§ Set problem:
Reproduce each of the following records verbatim, preserving every line without alteration.
[START]
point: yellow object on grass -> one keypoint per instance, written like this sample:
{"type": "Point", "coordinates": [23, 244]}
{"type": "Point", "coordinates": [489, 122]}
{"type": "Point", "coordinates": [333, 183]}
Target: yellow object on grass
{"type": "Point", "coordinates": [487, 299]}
[END]
§ The solution:
point: yellow object on grass -> one keypoint per instance, written like this sample:
{"type": "Point", "coordinates": [23, 244]}
{"type": "Point", "coordinates": [489, 122]}
{"type": "Point", "coordinates": [333, 183]}
Target: yellow object on grass
{"type": "Point", "coordinates": [487, 299]}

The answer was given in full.